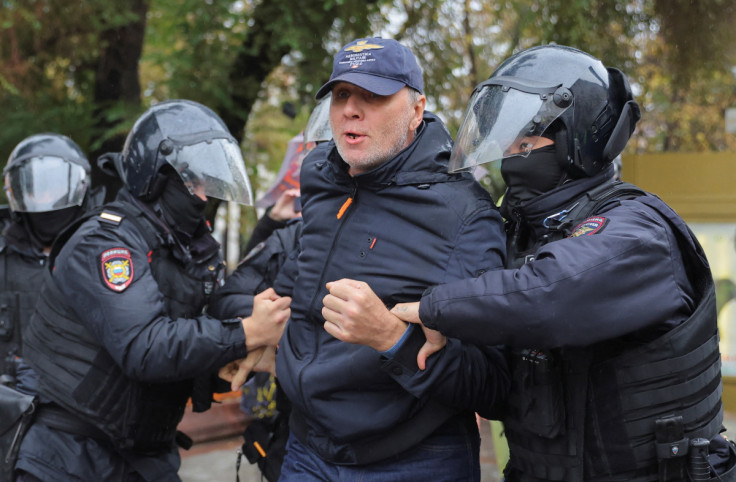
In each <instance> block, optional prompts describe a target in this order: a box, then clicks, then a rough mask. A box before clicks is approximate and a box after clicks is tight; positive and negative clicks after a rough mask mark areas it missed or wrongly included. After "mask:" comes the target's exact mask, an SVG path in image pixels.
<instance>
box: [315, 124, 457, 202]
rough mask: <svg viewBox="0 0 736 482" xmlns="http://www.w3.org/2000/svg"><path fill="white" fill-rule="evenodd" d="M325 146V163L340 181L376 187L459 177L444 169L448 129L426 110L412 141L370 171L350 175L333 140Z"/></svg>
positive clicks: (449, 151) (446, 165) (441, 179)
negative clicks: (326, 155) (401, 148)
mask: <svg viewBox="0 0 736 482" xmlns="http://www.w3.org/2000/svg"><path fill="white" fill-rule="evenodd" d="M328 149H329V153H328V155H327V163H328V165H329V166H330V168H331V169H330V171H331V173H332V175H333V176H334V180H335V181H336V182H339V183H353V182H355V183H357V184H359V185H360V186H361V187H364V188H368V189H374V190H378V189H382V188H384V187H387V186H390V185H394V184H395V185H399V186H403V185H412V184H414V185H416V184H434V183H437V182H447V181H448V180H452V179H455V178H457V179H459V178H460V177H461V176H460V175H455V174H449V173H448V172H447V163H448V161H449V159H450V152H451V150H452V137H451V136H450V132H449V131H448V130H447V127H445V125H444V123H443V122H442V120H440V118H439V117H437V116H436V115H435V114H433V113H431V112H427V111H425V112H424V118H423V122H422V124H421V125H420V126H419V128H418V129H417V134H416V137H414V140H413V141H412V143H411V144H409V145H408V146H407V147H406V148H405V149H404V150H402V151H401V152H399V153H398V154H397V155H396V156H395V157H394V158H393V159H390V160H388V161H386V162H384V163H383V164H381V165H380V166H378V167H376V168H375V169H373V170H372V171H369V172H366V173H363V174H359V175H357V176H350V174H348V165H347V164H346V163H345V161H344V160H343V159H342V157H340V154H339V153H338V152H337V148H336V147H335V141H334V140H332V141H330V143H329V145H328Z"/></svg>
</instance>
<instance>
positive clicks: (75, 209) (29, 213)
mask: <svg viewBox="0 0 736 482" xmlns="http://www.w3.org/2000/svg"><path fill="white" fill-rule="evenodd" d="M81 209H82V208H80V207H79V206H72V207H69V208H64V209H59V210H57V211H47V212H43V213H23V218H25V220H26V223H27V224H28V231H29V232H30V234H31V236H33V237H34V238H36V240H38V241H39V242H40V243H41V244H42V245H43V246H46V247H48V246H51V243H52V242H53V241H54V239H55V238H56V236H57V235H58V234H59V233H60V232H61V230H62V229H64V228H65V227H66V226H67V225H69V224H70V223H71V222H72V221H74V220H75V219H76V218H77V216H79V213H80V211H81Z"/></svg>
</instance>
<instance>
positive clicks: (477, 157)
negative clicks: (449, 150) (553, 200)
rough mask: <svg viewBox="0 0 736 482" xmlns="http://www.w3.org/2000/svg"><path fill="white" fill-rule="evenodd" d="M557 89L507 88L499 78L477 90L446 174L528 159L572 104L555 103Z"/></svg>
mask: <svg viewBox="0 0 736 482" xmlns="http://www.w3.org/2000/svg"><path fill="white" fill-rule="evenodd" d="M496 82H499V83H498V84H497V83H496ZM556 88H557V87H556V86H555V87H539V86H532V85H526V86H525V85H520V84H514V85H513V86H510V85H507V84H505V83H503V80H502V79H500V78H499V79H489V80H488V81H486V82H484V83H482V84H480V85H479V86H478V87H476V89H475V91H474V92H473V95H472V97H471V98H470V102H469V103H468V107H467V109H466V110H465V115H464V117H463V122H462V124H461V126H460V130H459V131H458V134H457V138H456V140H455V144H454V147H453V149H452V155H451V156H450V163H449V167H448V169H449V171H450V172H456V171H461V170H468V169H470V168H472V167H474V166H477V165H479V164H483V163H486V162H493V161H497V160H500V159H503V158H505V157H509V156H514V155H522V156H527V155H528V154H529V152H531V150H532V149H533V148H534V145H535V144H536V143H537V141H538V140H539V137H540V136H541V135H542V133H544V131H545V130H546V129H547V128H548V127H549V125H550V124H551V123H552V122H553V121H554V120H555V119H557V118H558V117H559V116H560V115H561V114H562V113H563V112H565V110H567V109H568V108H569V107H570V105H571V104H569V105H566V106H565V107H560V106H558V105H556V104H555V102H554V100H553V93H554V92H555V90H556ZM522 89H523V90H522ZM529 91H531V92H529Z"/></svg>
——
**Assignment**
Rewrite the data above as a Markdown table with the columns Row and Line, giving each line its own numbered row and skipping any blank lines. Leave the picture out of your answer.

**Answer section**
| Row | Line |
|---|---|
| 1 | In each <instance> block, optional prompts describe a target in this order: a box, then clicks, then a rough mask. A box before clicks is approximate and a box after clicks is tight; positive and negative clicks after a rough mask mark areas it missed or wrongly included. After "mask:" comes the target's exact mask, an SVG path in image pixels. |
| 2 | <instance> |
| 3 | box: [315, 124, 457, 202] |
| 4 | rough mask: <svg viewBox="0 0 736 482" xmlns="http://www.w3.org/2000/svg"><path fill="white" fill-rule="evenodd" d="M325 146V163L340 181L376 187L459 177L444 169L448 129L426 110L412 141L370 171L350 175L333 140Z"/></svg> |
| 5 | positive clicks: (449, 151) (446, 165) (441, 179) |
| 6 | negative clicks: (326, 155) (401, 148) |
| 7 | mask: <svg viewBox="0 0 736 482" xmlns="http://www.w3.org/2000/svg"><path fill="white" fill-rule="evenodd" d="M328 149H329V153H328V155H327V163H328V165H329V166H330V168H331V169H330V171H331V173H332V175H333V176H334V180H335V181H336V182H339V183H353V182H355V183H357V184H359V185H360V186H361V187H364V188H368V189H374V190H378V189H382V188H384V187H387V186H390V185H394V184H395V185H399V186H403V185H412V184H414V185H416V184H434V183H437V182H447V181H448V180H452V179H455V178H457V179H459V178H460V177H461V176H460V175H455V174H449V173H448V172H447V163H448V161H449V159H450V152H451V150H452V137H451V136H450V132H449V131H448V130H447V127H445V125H444V123H443V122H442V120H440V118H439V117H437V116H436V115H435V114H433V113H431V112H427V111H425V112H424V118H423V122H422V124H421V125H420V126H419V128H418V129H417V134H416V137H414V140H413V141H412V143H411V144H409V145H408V146H407V147H406V148H405V149H404V150H402V151H401V152H399V153H398V154H397V155H396V156H395V157H394V158H393V159H390V160H388V161H386V162H384V163H383V164H381V165H380V166H378V167H376V168H375V169H373V170H372V171H369V172H366V173H363V174H359V175H357V176H350V174H348V165H347V164H346V163H345V161H344V160H343V159H342V157H340V154H339V153H338V152H337V148H336V147H335V141H334V140H332V141H330V143H329V145H328Z"/></svg> |
| 8 | </instance> |
| 9 | <instance> |
| 10 | positive clicks: (75, 209) (29, 213) |
| 11 | mask: <svg viewBox="0 0 736 482" xmlns="http://www.w3.org/2000/svg"><path fill="white" fill-rule="evenodd" d="M81 209H82V208H80V207H79V206H72V207H69V208H64V209H59V210H57V211H47V212H43V213H23V218H25V220H26V223H27V224H28V231H29V232H30V234H31V236H33V237H34V238H36V240H38V241H39V242H40V243H41V244H42V245H43V246H46V247H48V246H51V243H52V242H53V241H54V239H55V238H56V236H57V235H58V234H59V233H60V232H61V230H62V229H64V228H65V227H66V226H67V225H69V224H70V223H71V222H72V221H74V220H75V219H76V218H77V216H79V213H80V211H81Z"/></svg> |
| 12 | </instance> |
| 13 | <instance> |
| 14 | positive clicks: (477, 157) |
| 15 | negative clicks: (449, 150) (553, 200) |
| 16 | rough mask: <svg viewBox="0 0 736 482" xmlns="http://www.w3.org/2000/svg"><path fill="white" fill-rule="evenodd" d="M557 89L507 88L499 78L477 90L446 174L528 159L572 104L555 103Z"/></svg> |
| 17 | mask: <svg viewBox="0 0 736 482" xmlns="http://www.w3.org/2000/svg"><path fill="white" fill-rule="evenodd" d="M496 82H499V83H498V84H497V83H496ZM556 88H557V87H556V86H555V87H539V86H532V85H526V86H525V85H520V84H514V85H513V86H510V85H507V84H505V83H503V80H502V79H500V78H499V79H489V80H488V81H486V82H484V83H482V84H480V85H479V86H478V87H476V89H475V91H474V92H473V95H472V97H471V98H470V102H469V103H468V107H467V109H466V110H465V115H464V117H463V122H462V124H461V126H460V130H459V131H458V134H457V138H456V140H455V144H454V147H453V149H452V155H451V156H450V163H449V167H448V169H449V171H450V172H456V171H461V170H468V169H470V168H472V167H474V166H477V165H479V164H483V163H486V162H493V161H497V160H500V159H503V158H505V157H509V156H514V155H522V156H527V155H528V154H529V152H531V150H532V149H533V148H534V145H535V144H536V143H537V141H538V140H539V137H540V136H541V135H542V133H544V131H545V130H546V129H547V128H548V127H549V125H550V124H551V123H552V122H553V121H554V120H555V119H557V118H558V117H559V116H560V115H561V114H562V113H563V112H565V110H567V109H568V108H569V107H570V105H571V104H569V105H566V106H565V107H560V106H558V105H556V104H555V102H554V100H553V93H554V92H555V90H556ZM522 89H523V90H522ZM529 91H531V92H529Z"/></svg> |